**Task to complete**. Reproduce the material below verbatim, starting at its first line and ending at the line that contains "POLYGON ((373 390, 310", both included.

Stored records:

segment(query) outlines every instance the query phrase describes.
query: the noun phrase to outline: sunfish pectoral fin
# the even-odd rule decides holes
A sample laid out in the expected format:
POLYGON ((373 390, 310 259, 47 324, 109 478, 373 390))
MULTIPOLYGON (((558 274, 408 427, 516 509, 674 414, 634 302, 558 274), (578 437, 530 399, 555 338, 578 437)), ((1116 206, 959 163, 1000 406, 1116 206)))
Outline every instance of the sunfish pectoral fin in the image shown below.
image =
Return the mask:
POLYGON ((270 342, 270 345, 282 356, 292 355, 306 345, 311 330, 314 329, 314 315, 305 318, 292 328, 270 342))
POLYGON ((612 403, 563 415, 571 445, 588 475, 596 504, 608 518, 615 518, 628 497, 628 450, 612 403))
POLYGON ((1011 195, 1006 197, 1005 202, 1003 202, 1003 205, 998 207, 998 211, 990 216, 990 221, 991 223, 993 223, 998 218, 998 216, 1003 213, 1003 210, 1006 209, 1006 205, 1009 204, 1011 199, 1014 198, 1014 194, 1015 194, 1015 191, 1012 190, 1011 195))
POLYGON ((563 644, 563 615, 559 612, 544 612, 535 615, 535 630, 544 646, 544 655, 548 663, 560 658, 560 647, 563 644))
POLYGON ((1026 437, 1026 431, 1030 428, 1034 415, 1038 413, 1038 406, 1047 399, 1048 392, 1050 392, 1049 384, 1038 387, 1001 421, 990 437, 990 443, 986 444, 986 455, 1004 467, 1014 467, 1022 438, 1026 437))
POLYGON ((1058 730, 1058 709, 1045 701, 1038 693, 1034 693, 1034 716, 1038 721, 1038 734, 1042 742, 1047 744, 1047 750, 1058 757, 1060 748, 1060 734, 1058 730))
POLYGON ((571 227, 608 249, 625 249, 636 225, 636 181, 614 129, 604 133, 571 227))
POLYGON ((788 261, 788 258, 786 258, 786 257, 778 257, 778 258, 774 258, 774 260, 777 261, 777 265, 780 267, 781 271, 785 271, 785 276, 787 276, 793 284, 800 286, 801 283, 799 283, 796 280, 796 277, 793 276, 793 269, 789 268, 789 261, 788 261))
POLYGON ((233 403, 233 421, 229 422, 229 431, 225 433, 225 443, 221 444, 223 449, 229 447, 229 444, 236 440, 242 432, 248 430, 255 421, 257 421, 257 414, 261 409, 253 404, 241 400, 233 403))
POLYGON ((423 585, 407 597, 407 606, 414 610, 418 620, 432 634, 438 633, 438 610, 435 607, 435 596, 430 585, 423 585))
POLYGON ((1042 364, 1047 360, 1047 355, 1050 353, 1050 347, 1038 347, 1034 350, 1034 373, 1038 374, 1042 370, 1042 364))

**Expected output**.
segment(query) outlines every instance the query phrase describes.
query: the noun phrase to outline: sunfish pectoral fin
# the even-odd rule decides holes
A sample laid out in the expected format:
POLYGON ((373 390, 310 259, 47 324, 109 478, 373 390))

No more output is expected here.